▸ **Stated problem 1**
According to the phantom time article, in what year was Illig's book The Invented Middle Ages published?
▸ **Stated problem 2**
In the phantom time article, repeat the passage starting with "Who Is Heribert" and going on through "with Gerhard Anwander).".
▸ **Stated problem 3**
Decide whether each statement agrees with the phantom time article: (a) Illig was born in Bavaria in 1947. (b) The claim says Otto III fabricated history with the help of Pope Gregory VIII. (c) Under the hypothesis, the history between 614 and 911 AD disappears.

▸ **Provided passage**
'''

According to claims by German amateur historian Heribert Illig, documents and historical evidence from this period of 297 years were forged or altered to create a false timeline. Otto III wanted the year 1000 to occur during his lifetime because it held great symbolic and political significance as a milestone year in Christian and imperial history. By aligning his reign with this year, he sought to legitimise his authority and present himself as the divinely chosen restorer of the Roman Empire. This ambition led to the claim that Otto, with the help of Pope Sylvester II, fabricated nearly three hundred years of history to ensure the year 1000 fell within his lifetime, granting him an immortal legacy and giving rise to this hypothesis of phantom time.
So What Didn’t Happen?

Was the life of Alfred the Great created, forged, or misdated? (Credit: Photos.com via Getty Images)
If, just for a moment, we entertain the idea that Illig’s Phantom Time Hypothesis is in fact correct, and everything we know about this period has somehow been made up, then almost three centuries of history between 614 and 911 AD dissolve like smoke.
In this phantom timeline, the lives of towering figures such as Charlemagne, founder of the Carolingian Empire, or Alfred the Great, would have had to be forged, or drastically misdated. This historical eraser also wipes out epoch-defining events such as the consolidation of Anglo‑Saxon kingdoms, wave after wave of Viking raids on the coasts of England and continental Europe, and the rise of China’s Tang dynasty. And that’s not even considering more than forty popes and seventeen Archbishops of Canterbury.
Who Is Heribert Illig?

Pope Gregory VIII introduced the Gregorian Calendar in 1582 (Credit: ZU_09 via Getty Images)
Born in Bavaria in 1947, Heribert Illig is a German amateur pseudohistorian and author who proposed the phantom time theory in 1991. He works as a publisher and writer, often focusing on chronology, architecture, and alternative historical interpretations. He also founded a publishing house specialising in historical and pseudoscientific topics.
His most famous book is Das erfundene Mittelalter: Die größte Zeitfälschung der Geschichte (The Invented Middle Ages: The Greatest Time-Falsification in History), published in 1996, which became a bestseller in Germany and popularised the hypothesis of phantom time. Other books include Die veraltete Vorzeit (The Outdated Prehistory, 1988) and Bayern in der Phantomzeit (Bavaria in Phantom Time, co-authored with Gerhard Anwander).
His theory is based on a number of ideas, including –
- The scarcity of reliable archaeological records from these lost centuries.
- Inconsistencies in dendrochronology (tree-ring dating), archaeoastronomy, and building styles from the period. He points to the fact that Romanesque architecture exists from the tenth century, suggesting the Roman era was more recent that history would have us believe.
- The stagnation in art, literature and cultural development. While this may be partly true of Europe after the fall of the Western Roman Empire, civilisations like China, Persia and India, as well as the Byzantine Empire, flourished, as did the rise of the Islamic world across the Iberian Peninsula and much of the Middle East and North Africa.

'''

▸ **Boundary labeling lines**
'''

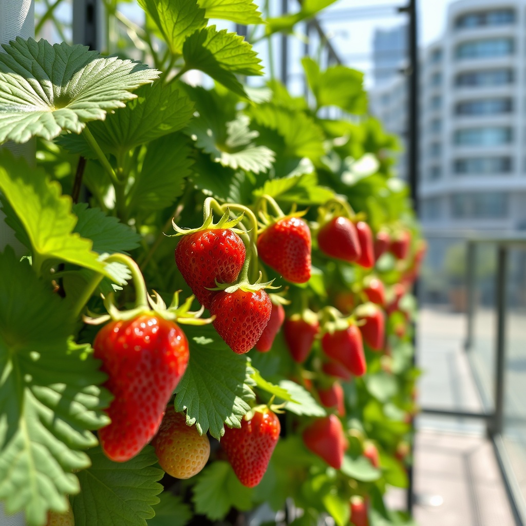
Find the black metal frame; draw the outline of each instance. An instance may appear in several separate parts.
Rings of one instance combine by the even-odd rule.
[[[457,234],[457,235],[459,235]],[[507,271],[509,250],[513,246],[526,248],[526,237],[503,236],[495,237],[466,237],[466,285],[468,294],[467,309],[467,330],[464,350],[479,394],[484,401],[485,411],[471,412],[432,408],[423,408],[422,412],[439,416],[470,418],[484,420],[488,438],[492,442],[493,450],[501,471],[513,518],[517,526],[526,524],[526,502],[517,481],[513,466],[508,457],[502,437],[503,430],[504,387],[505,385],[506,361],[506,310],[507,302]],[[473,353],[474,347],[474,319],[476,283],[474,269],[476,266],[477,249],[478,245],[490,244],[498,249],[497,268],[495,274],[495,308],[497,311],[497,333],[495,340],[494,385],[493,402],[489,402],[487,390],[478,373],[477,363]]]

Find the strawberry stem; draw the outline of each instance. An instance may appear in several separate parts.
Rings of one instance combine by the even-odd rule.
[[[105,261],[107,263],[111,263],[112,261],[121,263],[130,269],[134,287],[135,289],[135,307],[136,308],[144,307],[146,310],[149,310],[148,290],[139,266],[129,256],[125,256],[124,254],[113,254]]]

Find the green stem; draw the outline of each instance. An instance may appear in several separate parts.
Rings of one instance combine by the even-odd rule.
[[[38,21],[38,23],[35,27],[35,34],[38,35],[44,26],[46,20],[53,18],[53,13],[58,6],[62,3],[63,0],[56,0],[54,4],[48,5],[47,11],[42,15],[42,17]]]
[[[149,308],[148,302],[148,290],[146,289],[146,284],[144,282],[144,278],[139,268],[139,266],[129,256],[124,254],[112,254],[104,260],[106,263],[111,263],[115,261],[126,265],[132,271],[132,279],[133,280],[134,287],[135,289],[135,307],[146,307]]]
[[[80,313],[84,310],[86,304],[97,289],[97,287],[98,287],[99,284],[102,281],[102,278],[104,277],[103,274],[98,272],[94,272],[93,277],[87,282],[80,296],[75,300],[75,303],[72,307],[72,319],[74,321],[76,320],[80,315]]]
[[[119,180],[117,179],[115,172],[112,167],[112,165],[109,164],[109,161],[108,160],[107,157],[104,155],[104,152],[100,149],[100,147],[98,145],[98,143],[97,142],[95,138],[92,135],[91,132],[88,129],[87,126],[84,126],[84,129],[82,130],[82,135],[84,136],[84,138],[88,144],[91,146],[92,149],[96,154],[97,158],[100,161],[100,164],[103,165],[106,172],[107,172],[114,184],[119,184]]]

'''
'''

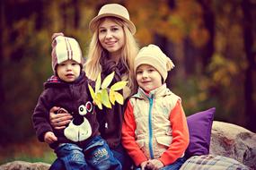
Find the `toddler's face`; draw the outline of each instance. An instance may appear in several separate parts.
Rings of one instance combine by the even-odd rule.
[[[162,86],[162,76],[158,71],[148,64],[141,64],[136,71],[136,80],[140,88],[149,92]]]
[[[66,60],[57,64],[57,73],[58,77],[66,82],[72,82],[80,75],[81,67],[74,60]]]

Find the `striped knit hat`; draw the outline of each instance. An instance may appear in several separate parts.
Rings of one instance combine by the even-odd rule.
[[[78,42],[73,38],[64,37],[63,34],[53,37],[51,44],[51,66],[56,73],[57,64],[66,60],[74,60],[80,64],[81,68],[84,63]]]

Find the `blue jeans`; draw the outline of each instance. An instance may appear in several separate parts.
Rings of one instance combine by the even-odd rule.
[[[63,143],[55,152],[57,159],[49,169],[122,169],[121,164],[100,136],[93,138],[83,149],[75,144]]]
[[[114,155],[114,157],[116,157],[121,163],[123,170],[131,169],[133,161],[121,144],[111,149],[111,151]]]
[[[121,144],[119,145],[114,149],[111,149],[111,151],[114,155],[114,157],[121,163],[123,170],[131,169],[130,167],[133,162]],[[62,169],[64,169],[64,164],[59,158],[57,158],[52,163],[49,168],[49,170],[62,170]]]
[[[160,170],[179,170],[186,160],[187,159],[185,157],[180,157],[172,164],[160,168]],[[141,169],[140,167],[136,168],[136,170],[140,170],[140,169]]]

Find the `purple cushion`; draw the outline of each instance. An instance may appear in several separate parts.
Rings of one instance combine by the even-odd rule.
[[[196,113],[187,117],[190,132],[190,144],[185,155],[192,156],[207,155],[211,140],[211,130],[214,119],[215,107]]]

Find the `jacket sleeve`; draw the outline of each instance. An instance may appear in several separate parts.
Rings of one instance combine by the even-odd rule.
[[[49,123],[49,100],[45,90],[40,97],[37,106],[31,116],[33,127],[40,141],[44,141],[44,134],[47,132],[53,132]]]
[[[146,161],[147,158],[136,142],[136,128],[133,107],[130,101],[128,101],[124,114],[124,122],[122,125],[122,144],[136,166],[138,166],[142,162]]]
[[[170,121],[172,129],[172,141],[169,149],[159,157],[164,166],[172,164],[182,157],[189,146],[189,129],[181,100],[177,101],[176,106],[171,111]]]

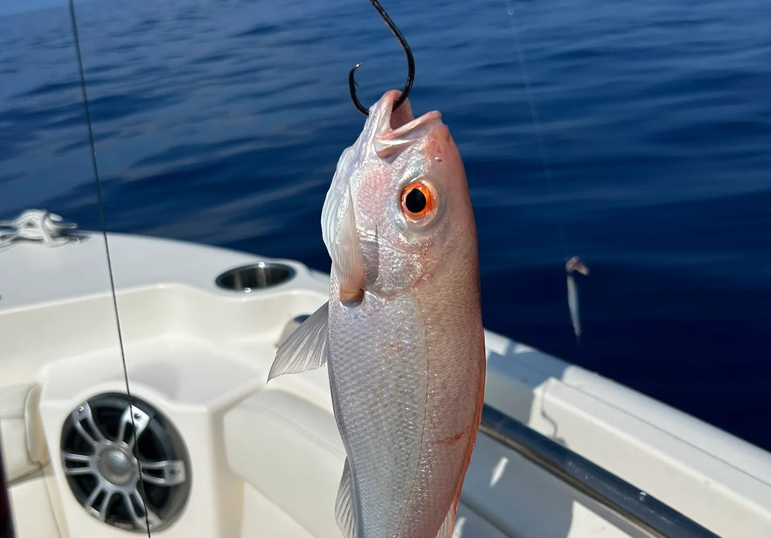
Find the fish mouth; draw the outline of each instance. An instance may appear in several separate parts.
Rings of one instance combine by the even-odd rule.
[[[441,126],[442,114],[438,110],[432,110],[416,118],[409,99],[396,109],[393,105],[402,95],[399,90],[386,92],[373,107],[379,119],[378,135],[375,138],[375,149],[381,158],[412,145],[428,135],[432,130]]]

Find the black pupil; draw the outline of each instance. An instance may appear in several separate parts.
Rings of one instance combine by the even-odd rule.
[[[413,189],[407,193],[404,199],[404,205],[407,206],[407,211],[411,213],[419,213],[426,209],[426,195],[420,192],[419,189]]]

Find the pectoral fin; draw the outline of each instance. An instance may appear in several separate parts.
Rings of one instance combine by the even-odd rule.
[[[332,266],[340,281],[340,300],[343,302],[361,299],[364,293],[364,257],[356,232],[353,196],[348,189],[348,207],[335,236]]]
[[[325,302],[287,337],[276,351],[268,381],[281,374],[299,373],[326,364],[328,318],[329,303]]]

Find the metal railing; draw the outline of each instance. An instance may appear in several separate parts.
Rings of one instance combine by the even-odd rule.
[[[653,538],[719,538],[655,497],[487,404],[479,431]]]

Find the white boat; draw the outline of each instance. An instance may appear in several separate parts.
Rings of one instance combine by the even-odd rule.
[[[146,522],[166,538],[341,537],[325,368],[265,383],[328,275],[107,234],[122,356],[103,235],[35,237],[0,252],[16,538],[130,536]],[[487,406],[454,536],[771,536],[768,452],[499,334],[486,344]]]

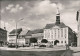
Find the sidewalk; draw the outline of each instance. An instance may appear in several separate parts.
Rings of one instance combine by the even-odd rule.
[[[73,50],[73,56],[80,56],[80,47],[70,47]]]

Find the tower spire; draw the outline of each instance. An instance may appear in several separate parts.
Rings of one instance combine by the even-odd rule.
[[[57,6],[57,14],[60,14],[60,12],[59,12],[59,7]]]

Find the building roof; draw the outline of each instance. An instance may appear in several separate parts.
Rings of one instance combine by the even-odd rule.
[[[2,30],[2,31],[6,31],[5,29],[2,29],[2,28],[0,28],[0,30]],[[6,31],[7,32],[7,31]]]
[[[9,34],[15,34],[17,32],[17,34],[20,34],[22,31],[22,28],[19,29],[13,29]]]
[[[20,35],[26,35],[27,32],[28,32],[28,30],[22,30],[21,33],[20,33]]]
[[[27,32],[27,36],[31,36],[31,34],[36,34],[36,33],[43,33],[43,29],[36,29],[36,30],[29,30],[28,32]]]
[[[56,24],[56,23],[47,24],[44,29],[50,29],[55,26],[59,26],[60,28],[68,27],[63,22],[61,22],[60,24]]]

'''

▸ **Correct result 1**
1996

▸ **Correct result 2**
Who Is Heribert Illig?

Pope Gregory VIII introduced the Gregorian Calendar in 1582 (Credit: ZU_09 via Getty Images)
Born in Bavaria in 1947, Heribert Illig is a German amateur pseudohistorian and author who proposed the phantom time theory in 1991. He works as a publisher and writer, often focusing on chronology, architecture, and alternative historical interpretations. He also founded a publishing house specialising in historical and pseudoscientific topics.
His most famous book is Das erfundene Mittelalter: Die größte Zeitfälschung der Geschichte (The Invented Middle Ages: The Greatest Time-Falsification in History), published in 1996, which became a bestseller in Germany and popularised the hypothesis of phantom time. Other books include Die veraltete Vorzeit (The Outdated Prehistory, 1988) and Bayern in der Phantomzeit (Bavaria in Phantom Time, co-authored with Gerhard Anwander).

▸ **Correct result 3**
(a) Yes: "Born in Bavaria in 1947"
(b) No: "with the help of Pope Sylvester II"
(c) Yes: "almost three centuries of history between 614 and 911 AD dissolve like smoke"